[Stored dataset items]
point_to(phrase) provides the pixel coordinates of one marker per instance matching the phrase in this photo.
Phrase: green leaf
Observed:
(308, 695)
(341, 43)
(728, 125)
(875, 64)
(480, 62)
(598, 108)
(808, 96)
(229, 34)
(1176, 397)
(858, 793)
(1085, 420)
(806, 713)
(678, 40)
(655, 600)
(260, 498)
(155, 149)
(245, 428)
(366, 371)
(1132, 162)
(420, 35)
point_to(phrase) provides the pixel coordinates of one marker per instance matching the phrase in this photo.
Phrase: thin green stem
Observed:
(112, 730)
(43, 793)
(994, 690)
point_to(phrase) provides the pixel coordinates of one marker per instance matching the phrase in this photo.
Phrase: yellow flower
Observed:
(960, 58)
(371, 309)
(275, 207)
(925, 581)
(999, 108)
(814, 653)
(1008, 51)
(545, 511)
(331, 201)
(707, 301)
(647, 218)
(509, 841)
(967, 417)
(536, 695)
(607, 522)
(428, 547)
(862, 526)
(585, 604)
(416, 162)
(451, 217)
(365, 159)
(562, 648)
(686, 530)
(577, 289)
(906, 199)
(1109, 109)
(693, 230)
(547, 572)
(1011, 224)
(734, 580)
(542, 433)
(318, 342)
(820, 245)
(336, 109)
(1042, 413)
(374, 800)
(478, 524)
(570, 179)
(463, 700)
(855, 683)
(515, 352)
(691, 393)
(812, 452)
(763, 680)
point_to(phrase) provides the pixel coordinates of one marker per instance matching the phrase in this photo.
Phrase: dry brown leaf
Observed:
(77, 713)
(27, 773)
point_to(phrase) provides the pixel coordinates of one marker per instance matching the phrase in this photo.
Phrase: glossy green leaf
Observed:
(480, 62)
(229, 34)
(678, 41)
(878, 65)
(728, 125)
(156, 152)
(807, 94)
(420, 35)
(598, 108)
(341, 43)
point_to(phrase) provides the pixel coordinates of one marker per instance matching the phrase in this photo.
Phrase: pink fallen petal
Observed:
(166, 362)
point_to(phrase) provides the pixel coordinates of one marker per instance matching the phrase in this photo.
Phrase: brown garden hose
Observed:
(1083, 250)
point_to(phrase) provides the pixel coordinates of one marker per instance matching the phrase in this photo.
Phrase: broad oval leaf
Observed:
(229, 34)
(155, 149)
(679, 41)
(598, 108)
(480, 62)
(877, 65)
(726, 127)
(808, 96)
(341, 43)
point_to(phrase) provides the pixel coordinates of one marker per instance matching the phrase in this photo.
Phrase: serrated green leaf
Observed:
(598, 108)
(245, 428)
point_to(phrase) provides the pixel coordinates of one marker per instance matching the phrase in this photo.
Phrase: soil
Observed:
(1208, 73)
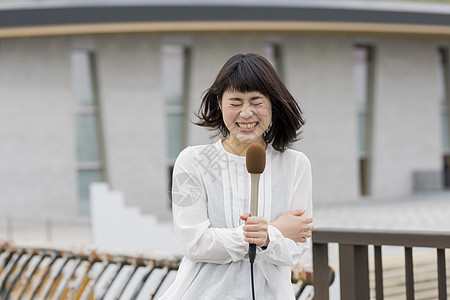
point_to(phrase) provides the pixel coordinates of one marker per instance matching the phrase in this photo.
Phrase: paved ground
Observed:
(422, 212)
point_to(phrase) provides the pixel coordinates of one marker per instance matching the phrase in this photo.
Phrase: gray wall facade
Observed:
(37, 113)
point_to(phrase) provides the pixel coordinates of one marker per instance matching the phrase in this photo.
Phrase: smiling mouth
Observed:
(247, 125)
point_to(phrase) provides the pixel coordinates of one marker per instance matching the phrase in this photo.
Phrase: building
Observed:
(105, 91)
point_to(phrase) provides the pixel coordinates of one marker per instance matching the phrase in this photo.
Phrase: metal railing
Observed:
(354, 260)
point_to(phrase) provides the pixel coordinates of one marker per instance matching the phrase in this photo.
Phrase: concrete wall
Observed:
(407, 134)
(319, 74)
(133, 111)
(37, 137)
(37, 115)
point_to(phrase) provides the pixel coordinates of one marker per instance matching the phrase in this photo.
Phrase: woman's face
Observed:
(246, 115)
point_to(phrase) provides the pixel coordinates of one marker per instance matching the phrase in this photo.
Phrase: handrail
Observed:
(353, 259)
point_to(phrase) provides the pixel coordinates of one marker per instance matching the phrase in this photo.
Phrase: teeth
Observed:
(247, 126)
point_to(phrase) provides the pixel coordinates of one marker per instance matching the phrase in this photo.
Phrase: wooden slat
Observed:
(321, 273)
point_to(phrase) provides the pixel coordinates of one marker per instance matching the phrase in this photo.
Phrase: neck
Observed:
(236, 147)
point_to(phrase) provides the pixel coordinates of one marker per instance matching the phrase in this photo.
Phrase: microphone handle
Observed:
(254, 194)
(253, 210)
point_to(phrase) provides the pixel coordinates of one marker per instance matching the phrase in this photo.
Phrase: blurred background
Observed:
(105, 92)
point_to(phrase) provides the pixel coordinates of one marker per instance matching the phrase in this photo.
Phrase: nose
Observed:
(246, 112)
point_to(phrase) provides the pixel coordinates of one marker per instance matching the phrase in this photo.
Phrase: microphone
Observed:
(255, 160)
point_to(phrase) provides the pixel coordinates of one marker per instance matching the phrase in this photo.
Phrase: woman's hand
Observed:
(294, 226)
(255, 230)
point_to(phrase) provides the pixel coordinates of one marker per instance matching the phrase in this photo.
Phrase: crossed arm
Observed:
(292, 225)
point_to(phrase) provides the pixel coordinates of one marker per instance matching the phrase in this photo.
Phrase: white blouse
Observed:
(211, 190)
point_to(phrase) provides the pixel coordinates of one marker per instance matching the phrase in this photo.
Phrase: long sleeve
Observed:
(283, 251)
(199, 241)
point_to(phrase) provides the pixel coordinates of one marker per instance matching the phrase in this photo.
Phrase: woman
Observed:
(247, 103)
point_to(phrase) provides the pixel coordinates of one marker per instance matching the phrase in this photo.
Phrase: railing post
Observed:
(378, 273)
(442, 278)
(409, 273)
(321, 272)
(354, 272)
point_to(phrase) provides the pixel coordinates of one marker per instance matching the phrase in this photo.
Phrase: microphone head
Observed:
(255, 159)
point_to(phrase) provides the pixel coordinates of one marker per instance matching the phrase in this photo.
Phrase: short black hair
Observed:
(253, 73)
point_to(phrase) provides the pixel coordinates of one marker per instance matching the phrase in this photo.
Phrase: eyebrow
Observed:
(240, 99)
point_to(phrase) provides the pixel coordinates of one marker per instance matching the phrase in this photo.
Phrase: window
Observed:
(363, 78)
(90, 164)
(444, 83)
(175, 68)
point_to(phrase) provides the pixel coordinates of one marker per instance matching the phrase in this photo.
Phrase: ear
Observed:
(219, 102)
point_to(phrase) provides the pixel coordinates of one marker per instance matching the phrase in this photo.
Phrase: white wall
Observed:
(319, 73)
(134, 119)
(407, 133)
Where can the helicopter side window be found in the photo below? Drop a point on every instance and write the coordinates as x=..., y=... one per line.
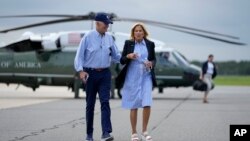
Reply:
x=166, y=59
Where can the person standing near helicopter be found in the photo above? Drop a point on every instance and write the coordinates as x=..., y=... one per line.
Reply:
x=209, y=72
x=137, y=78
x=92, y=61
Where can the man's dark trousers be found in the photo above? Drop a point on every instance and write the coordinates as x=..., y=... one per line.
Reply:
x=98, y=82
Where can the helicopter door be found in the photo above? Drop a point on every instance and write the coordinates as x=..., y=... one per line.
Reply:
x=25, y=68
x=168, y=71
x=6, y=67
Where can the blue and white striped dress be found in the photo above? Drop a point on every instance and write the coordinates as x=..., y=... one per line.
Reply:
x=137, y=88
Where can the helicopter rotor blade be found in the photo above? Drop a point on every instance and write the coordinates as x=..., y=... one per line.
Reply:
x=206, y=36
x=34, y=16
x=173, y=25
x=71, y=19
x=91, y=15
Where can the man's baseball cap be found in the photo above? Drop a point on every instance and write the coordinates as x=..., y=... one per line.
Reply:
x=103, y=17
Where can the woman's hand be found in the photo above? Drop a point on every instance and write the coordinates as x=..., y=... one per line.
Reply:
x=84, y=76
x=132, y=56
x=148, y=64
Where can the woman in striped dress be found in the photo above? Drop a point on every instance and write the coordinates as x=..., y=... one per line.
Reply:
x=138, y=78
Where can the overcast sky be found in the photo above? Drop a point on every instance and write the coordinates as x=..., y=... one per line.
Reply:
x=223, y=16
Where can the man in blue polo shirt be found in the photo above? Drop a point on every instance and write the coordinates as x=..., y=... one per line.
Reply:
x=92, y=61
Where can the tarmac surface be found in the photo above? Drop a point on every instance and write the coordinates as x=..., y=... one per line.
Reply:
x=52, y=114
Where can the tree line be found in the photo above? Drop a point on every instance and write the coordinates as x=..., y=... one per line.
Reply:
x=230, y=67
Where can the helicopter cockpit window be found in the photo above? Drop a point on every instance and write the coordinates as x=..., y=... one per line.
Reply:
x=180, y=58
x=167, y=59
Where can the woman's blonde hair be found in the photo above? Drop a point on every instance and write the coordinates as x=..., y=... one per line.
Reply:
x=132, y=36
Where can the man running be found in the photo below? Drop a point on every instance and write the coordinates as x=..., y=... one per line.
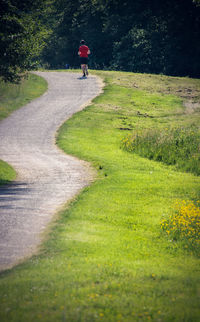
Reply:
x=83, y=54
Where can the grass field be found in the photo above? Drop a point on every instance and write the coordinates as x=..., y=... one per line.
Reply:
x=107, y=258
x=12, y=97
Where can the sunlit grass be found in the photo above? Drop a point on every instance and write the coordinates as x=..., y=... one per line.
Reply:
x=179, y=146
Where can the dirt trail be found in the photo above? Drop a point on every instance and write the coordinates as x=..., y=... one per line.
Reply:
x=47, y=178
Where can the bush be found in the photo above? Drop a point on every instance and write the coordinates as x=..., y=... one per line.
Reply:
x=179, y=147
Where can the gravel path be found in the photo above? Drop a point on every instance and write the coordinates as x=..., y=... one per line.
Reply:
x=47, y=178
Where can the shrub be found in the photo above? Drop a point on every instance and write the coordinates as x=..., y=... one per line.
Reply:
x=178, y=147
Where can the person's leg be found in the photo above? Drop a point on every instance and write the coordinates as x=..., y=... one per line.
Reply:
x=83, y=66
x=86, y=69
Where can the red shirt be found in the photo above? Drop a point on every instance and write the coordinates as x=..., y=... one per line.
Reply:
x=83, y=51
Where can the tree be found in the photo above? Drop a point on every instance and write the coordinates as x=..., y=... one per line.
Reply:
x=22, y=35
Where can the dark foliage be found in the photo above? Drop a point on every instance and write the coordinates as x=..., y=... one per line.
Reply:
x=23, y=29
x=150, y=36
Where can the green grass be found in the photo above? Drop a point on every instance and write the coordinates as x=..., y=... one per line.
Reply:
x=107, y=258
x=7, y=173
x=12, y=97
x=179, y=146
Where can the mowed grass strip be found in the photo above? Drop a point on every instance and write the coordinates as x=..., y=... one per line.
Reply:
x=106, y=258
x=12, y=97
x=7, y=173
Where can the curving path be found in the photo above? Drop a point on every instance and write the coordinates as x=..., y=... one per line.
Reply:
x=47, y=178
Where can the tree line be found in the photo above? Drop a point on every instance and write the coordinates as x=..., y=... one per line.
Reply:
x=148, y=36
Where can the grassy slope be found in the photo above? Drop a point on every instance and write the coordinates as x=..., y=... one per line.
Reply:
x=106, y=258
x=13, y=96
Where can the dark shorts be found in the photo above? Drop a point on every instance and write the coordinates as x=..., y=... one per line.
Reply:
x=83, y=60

--

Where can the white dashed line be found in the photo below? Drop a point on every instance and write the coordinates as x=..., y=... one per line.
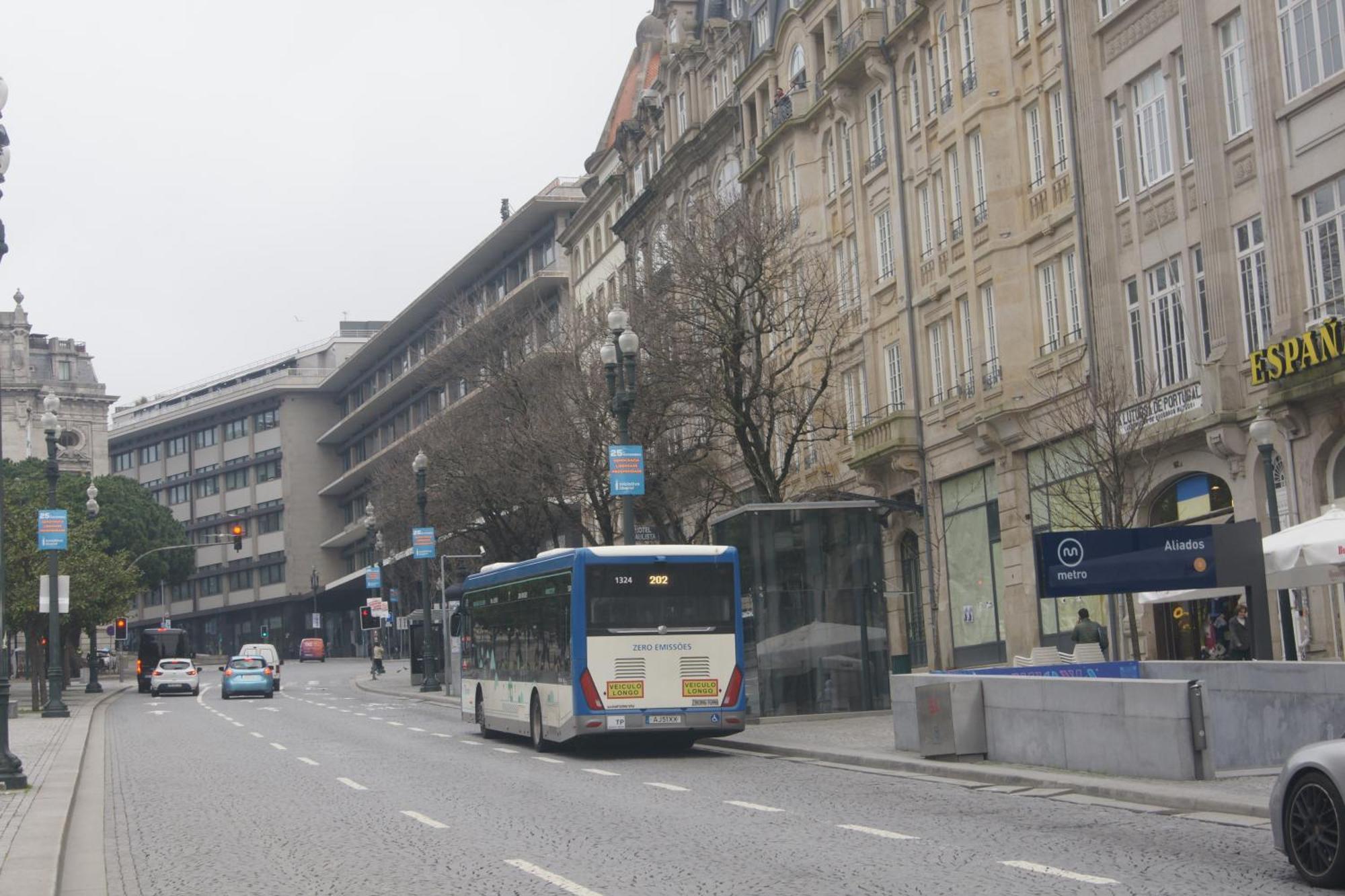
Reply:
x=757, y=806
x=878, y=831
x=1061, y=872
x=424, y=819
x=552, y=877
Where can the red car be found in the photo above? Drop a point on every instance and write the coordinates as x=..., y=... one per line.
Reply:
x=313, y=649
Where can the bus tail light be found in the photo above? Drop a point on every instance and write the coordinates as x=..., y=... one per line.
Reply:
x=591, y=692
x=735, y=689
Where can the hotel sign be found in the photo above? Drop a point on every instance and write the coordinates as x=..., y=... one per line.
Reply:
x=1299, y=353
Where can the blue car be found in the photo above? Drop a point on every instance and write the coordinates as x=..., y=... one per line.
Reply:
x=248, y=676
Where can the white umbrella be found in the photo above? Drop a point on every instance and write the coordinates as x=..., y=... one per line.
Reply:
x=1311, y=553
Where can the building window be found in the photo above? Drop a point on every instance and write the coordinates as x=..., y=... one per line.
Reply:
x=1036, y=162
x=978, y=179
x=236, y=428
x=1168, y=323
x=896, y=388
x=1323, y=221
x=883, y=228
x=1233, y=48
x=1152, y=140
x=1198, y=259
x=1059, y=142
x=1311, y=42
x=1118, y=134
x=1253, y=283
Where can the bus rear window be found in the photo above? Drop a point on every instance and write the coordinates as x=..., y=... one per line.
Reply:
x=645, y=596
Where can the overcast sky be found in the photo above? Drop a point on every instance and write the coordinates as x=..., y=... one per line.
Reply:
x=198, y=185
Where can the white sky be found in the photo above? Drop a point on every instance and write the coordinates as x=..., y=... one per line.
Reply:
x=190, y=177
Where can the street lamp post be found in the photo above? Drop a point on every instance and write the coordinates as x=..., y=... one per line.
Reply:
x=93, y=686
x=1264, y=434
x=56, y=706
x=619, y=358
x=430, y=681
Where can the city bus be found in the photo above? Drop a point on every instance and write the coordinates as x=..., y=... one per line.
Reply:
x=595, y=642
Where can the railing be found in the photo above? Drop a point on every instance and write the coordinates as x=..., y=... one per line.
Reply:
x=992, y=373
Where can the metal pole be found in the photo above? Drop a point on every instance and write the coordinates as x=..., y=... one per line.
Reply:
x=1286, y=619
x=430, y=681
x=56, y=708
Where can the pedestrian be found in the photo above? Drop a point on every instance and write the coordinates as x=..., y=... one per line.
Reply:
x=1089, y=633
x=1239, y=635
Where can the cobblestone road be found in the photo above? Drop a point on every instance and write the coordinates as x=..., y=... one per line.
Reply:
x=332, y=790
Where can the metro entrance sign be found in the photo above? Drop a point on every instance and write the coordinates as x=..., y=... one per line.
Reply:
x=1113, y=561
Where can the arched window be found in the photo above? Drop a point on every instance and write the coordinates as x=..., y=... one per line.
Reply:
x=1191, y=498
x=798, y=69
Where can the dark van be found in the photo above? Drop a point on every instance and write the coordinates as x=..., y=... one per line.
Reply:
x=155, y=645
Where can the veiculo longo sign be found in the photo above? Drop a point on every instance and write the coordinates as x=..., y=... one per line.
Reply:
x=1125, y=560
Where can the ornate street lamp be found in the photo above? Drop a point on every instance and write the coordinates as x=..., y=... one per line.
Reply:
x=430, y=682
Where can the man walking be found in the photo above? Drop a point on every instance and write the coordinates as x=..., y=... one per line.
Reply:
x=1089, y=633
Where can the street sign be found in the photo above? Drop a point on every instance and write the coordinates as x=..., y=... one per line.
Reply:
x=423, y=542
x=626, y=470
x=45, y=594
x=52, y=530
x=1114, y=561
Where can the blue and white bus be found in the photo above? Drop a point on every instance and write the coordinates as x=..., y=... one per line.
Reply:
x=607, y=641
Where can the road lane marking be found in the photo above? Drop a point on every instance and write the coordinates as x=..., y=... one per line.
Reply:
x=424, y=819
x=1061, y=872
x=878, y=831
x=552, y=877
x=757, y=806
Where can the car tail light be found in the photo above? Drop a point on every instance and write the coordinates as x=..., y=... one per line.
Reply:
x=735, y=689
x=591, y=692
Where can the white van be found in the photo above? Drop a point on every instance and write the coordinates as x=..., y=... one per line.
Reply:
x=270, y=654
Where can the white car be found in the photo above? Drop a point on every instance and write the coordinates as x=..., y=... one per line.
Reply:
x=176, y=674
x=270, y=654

==

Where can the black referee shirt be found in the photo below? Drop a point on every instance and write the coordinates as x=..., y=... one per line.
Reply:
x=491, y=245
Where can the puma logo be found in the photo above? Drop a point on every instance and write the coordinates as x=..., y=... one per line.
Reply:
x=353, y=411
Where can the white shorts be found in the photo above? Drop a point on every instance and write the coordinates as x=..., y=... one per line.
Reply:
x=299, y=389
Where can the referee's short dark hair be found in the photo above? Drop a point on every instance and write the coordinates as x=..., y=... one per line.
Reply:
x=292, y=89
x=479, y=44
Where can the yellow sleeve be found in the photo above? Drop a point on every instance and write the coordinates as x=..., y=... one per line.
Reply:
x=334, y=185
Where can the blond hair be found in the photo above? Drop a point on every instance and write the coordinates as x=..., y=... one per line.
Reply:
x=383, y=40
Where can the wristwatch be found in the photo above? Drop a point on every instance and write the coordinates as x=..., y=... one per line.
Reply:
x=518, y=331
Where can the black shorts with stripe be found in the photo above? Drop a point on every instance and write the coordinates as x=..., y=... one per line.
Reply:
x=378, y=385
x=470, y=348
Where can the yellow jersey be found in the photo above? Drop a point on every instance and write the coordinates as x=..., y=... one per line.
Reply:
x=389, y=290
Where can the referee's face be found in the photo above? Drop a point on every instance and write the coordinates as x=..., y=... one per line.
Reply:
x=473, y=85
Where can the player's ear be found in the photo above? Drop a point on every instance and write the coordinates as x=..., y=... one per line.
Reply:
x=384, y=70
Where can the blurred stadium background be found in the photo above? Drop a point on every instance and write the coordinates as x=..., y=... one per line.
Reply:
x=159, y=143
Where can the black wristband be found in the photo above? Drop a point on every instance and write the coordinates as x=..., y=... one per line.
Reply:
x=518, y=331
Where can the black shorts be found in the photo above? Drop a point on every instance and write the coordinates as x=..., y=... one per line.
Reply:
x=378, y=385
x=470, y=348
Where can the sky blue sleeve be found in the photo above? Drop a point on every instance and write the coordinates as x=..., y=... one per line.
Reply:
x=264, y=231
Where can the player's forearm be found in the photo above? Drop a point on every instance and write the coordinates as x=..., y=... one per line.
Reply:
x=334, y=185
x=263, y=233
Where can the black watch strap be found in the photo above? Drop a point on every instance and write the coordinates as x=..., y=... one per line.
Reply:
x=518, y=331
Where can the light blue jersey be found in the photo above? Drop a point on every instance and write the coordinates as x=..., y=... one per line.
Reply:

Task to complete:
Single out each line of the records above with the string "railing" in it, and copy it.

Output of the task:
Phrase: metal railing
Phrase: railing post
Where can the railing be found in the photo above? Drop a point on every instance and write the coordinates as x=..., y=... one per line.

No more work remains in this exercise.